What to work on: Give the number of lines below that contain "boxes", with no other output.

*** Data records ***

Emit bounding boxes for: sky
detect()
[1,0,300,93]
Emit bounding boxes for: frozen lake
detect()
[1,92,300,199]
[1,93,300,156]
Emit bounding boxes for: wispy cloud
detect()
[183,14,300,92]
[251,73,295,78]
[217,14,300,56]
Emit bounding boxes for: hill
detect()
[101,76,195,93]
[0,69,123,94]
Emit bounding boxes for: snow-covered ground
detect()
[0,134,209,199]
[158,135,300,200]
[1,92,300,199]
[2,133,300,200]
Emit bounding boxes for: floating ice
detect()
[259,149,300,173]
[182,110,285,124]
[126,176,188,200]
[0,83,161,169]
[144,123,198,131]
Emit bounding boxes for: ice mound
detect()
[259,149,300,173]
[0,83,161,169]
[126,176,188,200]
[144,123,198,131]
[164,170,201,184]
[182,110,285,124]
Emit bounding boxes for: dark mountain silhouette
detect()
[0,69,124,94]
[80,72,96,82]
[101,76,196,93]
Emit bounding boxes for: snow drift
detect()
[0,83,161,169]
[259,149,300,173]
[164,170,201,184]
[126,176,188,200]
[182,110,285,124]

***
*** Data records ***

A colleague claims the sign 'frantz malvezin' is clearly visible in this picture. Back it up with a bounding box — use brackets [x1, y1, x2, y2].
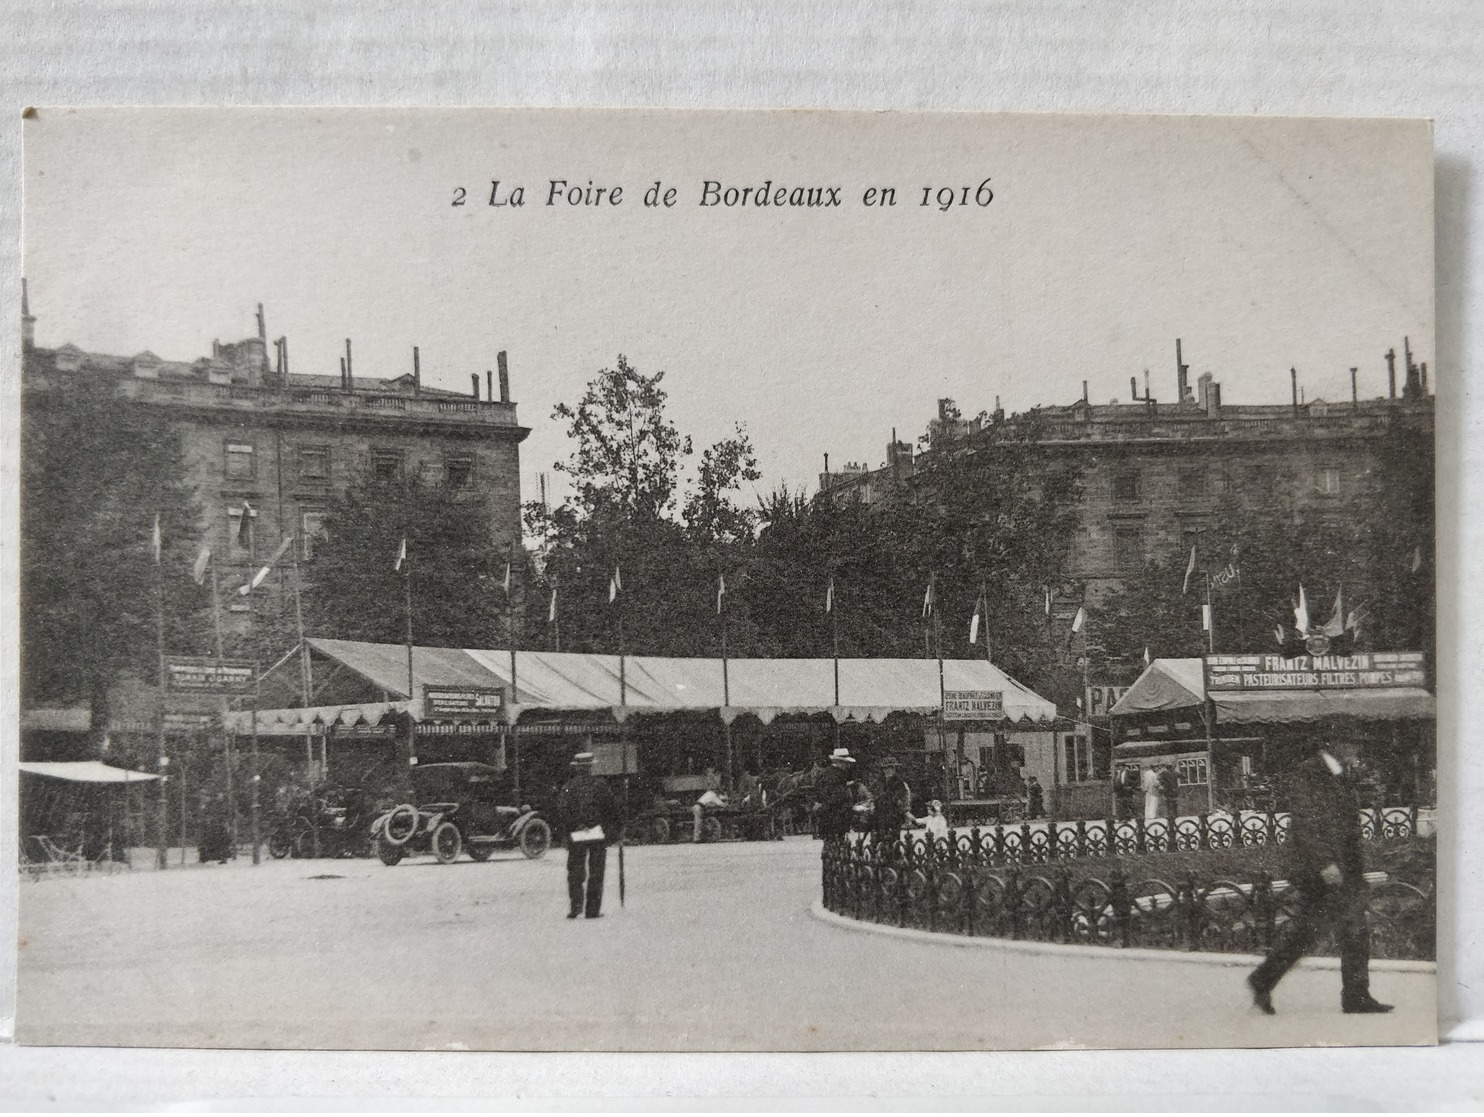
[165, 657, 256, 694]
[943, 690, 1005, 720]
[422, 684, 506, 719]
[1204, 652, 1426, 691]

***

Answer: 9